Stated goal: Retype the lines of the material below, from its start through the line containing "Your task is to locate every instance of dark", inclusive, without any changes.

(Saved data entries)
··········

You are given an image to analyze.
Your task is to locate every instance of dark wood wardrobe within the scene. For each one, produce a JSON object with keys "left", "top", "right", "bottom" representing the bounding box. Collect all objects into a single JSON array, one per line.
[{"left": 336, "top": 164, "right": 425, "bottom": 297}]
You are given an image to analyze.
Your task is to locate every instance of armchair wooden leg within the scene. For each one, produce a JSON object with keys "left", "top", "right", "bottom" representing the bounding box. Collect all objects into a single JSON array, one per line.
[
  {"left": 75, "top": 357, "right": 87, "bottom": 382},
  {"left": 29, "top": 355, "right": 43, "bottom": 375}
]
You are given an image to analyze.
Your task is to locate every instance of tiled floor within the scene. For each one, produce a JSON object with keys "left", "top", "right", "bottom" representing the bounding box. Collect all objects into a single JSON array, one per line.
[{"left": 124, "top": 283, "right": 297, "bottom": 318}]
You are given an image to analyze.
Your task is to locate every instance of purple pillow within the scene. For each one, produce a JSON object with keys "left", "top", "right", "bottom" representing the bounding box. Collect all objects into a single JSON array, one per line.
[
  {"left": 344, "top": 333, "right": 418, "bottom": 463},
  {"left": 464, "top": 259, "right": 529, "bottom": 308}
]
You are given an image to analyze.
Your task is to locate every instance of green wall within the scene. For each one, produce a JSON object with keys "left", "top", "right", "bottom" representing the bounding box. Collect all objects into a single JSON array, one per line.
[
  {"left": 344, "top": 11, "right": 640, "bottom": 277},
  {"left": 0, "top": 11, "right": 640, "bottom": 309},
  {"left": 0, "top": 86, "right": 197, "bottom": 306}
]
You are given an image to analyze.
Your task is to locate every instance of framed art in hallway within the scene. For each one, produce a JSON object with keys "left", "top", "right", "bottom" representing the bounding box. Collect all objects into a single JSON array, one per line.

··········

Task solution:
You are given an image to analyze.
Your task is to locate every instance of dark wood wardrobe within the scene. For each one, produce a JSON object with keys "left", "top", "right", "bottom" representing the bounding box. Collect all objects into a single JSON array, one per line.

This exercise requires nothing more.